Glücklich darüber, dass ein Lehrer auf ihn aufmerksam geworden war, schob sich Ma seinen Mundschutz vom Mund nach oben und bedeckte vorschriftsmäßig sowohl Mund, als auch Nase. Dass es ihm aber nicht wirklich im Gesundheitsvorsorge ging, zeigte sich aber bereits, als er nicht einmal fünf Minuten später den Mundschutz wieder heruntergezogen hatte. Und nicht einmal zwei Tage später hatte er das Interesse an der Benutzung eines Mundschutz gänzlich verloren. Ja, es gab die Leute die auf der Panikwelle mitritten, und jene, die am Strand des Geschehens standen und aus der Distanz zuschauten.
Letztlich war ich nun aber doch krank geworden. Ironischerweise aber nicht durch mangelnde Vorsichtsmaßnahmen, sondern höchstwahrscheinlich durch meinen übereifrigen Mitbewohner Yosuke selbst, denn der war gerade ein Woche zuvor krank gewesen und hatte Nacht um Nacht in seinem Zimmer gehustet und mich in den Wahnsinn getrieben. Nun war ich an der Reihe, doch ich verlebte mein Kranksein recht ruhig, nur Schlafen und Herumliegen. Davon aber reichlich. Und bereits nach wenigen Tagen fühlte ich mich gesünder, stand wieder auf, arbeitete wieder am Computer und begann ein wenig das Chaos zu beseitigen, das sich in den letzten Tagen in meinem Zimmer angehäuft hatte. Und so war schließlich fast eine ganze Woche vergangen.
3 Kommentare:
Ich wusste ja gar nicht, dass in Japan so viele Fälle von Schweinegrippe aufgetreten sind. Und dass die Leute tatsächlich mit Mundschutz rumlaufen...also ich fände das ja unheimlich, wenn die alle mit Mundschutz in der U-Bahn ständen ;-)

- _ARBEITSAUFTRAG 1_:
Beantworte diese Fragen zum Text kurz:
(a) Wie lange dauerte es, bis Ma den Mundschutz wieder heruntergezogen hatte?
(b) Durch wen ist die erzählende Person höchstwahrscheinlich krank geworden?
(c) Welche Krankheit wird im Kommentar genannt?
- _ARBEITSAUFTRAG 2_:
Zähle alles auf, was die erzählende Person laut Text tat oder anfing, als sie sich nach wenigen Tagen gesünder fühlte.
Die Einträge stammen aus einer anderen Quelle als der Text.

- _DATENAUSZÜGE_:
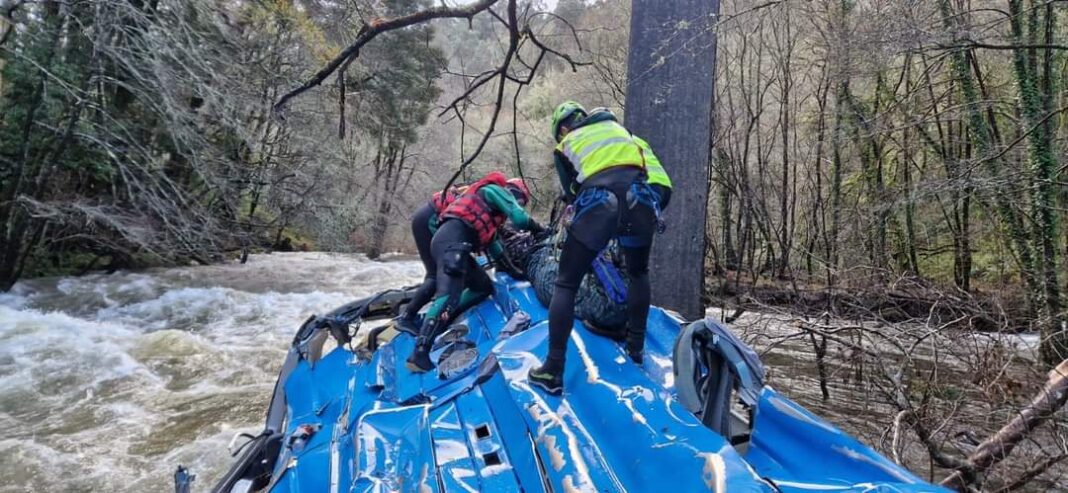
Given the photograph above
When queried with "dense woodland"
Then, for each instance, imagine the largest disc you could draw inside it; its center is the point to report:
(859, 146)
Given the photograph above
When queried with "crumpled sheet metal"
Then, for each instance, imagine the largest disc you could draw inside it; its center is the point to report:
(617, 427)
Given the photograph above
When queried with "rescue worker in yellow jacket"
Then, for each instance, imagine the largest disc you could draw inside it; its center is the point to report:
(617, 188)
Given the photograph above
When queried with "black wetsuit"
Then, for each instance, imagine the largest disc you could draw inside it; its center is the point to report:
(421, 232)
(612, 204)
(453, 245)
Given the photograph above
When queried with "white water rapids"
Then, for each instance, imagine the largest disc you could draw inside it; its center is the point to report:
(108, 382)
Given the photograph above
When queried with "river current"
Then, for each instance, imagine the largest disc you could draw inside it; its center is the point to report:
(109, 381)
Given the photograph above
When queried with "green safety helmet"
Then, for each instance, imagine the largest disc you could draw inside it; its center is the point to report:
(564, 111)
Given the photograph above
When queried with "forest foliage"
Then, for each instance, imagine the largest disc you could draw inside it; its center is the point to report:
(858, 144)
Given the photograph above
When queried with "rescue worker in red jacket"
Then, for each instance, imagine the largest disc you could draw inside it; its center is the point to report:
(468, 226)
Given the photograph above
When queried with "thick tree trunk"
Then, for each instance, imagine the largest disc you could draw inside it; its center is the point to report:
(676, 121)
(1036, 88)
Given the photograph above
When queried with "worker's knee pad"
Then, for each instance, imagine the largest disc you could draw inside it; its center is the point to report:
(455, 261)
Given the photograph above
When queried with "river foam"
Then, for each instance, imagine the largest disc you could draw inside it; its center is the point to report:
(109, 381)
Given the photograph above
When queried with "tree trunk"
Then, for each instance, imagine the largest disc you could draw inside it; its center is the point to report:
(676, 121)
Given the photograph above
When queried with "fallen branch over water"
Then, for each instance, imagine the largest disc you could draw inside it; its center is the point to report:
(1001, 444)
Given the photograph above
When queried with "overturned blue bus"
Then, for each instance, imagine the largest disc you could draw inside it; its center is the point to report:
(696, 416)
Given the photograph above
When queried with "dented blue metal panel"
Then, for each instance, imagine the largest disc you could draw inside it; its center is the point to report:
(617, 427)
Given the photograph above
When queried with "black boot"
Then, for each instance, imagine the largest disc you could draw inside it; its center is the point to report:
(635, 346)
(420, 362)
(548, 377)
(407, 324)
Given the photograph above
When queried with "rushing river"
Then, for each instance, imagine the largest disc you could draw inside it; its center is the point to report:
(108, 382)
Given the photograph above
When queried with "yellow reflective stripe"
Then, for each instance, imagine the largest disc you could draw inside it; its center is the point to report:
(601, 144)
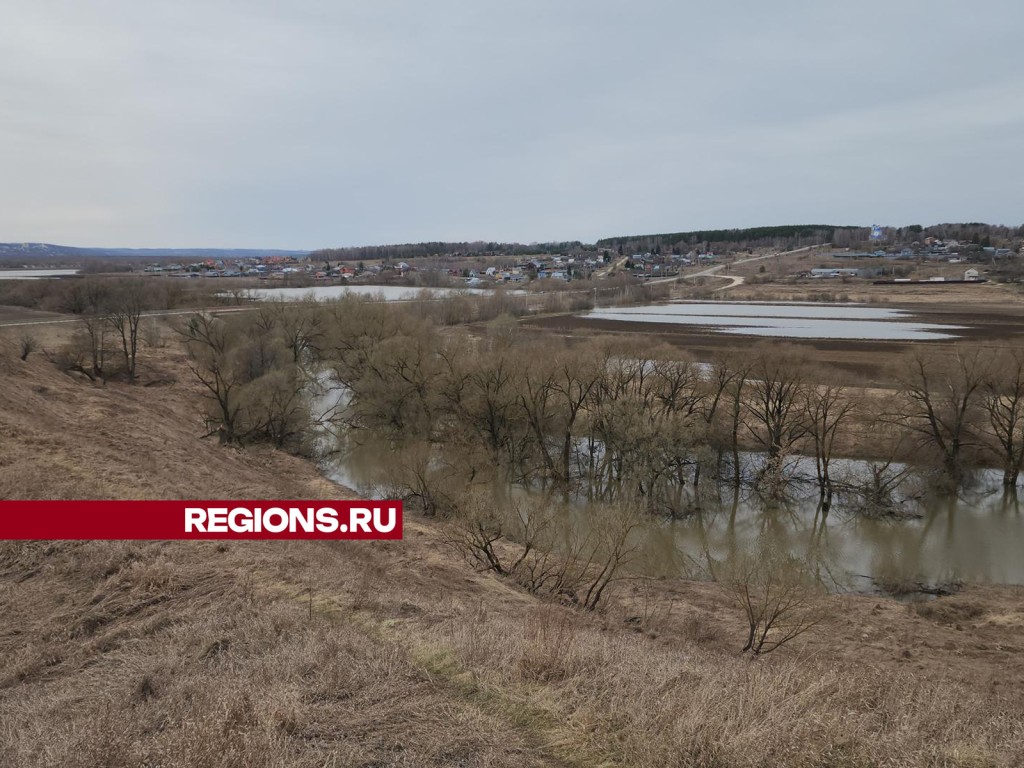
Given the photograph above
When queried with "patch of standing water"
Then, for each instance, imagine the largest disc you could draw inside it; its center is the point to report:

- _ERGEBNIS 1_:
(a) Nicht einmal fünf Minuten.
(b) Durch den Mitbewohner Yosuke.
(c) Die Schweinegrippe.

- _ERGEBNIS 2_:
- Sie stand wieder auf.
- Sie arbeitete wieder am Computer.
- Sie begann, das Chaos in ihrem Zimmer ein wenig zu beseitigen.